◆ Task details ◆
Pick out each line of the listing below that contains the word "stone" and copy those lines in full.

◆ Material for this task ◆
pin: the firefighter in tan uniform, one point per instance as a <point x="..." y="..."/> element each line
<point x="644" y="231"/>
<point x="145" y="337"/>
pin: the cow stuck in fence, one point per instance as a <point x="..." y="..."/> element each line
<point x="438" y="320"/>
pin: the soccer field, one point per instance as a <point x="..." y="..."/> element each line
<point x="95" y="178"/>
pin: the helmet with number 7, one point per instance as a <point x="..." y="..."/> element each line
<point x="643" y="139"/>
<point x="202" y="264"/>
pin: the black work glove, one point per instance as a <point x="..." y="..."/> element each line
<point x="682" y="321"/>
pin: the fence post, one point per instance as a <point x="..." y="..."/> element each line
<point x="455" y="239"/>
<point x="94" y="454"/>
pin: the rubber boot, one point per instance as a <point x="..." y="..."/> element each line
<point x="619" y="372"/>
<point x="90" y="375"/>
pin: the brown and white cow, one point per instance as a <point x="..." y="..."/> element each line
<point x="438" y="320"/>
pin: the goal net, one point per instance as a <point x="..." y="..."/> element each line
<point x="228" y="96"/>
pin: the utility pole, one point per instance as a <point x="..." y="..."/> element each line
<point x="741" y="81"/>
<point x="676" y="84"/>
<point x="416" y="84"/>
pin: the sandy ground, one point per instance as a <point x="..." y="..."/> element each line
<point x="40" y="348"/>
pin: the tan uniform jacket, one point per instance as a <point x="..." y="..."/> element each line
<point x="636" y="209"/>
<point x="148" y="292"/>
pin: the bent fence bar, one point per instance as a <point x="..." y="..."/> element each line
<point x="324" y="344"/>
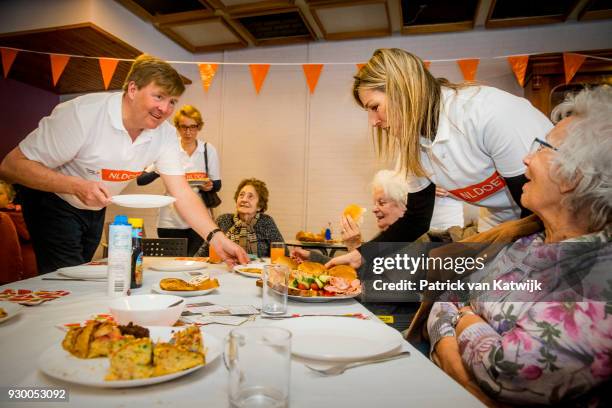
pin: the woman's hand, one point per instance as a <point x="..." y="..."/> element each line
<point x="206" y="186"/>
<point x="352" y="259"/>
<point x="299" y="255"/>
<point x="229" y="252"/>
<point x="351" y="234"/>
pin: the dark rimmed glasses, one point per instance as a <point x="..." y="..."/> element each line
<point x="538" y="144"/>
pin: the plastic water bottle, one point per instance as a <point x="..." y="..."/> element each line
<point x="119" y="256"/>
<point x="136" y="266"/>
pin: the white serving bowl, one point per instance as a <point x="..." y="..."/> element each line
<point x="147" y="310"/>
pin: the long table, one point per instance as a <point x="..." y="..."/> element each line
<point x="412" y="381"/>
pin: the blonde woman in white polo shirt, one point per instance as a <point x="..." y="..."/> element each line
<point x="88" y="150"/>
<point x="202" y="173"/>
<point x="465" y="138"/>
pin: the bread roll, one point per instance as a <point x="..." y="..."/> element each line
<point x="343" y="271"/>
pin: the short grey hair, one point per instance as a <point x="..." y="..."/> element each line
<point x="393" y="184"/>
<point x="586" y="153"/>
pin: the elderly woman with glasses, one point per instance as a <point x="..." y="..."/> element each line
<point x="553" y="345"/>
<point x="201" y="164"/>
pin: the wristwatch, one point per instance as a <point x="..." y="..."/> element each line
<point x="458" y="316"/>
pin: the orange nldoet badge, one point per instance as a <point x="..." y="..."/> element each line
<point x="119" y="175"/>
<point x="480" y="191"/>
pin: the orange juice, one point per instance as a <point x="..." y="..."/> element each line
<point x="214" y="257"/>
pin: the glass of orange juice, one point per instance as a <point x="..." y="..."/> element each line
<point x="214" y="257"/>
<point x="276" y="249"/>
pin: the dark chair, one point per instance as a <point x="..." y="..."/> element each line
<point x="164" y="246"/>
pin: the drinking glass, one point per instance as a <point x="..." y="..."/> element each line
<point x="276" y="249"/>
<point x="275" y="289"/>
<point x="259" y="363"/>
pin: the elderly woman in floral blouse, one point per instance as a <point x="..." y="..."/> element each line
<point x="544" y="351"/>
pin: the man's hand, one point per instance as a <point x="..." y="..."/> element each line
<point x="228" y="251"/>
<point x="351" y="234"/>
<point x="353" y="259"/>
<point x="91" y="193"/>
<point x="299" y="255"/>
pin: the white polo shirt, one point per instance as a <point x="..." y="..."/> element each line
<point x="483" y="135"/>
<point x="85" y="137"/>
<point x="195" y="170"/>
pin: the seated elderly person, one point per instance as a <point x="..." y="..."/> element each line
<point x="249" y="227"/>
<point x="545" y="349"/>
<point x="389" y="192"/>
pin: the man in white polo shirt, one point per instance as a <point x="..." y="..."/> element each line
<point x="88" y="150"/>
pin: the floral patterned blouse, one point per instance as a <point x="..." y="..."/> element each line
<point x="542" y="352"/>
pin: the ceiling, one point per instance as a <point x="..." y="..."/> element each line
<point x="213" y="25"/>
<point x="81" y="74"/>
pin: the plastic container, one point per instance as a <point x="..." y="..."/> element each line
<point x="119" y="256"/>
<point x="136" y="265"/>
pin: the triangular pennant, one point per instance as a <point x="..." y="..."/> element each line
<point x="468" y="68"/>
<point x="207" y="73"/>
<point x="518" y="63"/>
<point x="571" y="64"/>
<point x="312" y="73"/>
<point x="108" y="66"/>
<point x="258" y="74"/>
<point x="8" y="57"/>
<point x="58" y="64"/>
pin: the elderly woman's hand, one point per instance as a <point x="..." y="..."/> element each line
==
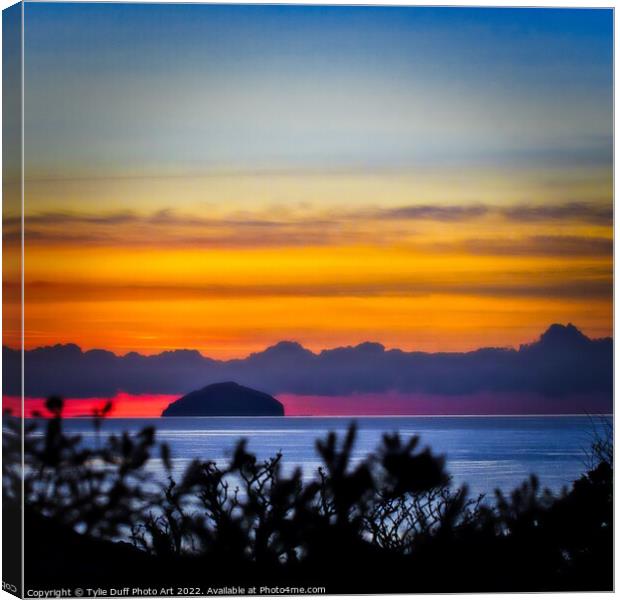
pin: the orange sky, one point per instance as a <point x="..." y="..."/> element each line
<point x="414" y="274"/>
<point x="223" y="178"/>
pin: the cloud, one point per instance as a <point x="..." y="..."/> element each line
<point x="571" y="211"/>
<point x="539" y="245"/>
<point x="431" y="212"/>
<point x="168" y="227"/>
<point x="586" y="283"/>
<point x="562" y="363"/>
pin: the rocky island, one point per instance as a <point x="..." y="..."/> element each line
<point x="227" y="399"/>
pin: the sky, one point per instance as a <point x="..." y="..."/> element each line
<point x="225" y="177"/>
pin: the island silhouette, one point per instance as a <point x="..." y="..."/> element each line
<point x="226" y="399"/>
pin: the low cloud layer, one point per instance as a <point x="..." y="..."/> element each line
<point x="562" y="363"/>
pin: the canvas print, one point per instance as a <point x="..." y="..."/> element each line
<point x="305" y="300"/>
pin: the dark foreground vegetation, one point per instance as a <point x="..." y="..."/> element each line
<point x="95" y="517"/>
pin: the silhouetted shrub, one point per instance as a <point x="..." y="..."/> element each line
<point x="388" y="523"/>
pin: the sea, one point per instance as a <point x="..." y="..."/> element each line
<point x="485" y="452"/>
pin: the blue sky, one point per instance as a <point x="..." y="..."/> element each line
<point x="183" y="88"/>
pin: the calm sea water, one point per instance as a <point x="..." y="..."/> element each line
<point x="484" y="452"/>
* * *
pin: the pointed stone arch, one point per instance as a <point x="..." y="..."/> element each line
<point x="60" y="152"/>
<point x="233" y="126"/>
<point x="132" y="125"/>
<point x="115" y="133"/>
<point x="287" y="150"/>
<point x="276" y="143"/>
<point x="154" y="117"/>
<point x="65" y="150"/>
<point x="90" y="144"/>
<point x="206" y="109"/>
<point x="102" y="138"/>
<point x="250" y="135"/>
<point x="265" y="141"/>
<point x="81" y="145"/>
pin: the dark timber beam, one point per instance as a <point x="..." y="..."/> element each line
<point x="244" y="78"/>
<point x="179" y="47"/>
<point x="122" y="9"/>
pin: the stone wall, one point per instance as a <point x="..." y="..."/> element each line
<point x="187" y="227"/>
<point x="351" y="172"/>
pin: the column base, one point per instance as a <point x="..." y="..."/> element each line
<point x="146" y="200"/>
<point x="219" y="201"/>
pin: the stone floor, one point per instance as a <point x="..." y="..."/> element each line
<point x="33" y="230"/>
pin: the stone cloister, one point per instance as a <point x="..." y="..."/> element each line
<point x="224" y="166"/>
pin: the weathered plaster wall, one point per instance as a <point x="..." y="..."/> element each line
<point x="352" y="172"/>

◆ Output below ◆
pin: the pointed stone arch, one point per instance as a <point x="..." y="..."/> element each line
pin: the stone wall, one point per instance as a <point x="..." y="..."/> element each line
pin: the stone floor, one point per instance as a <point x="..." y="..."/> element each line
pin: the stone cloister, one point per instance as a <point x="..." y="..."/> element each line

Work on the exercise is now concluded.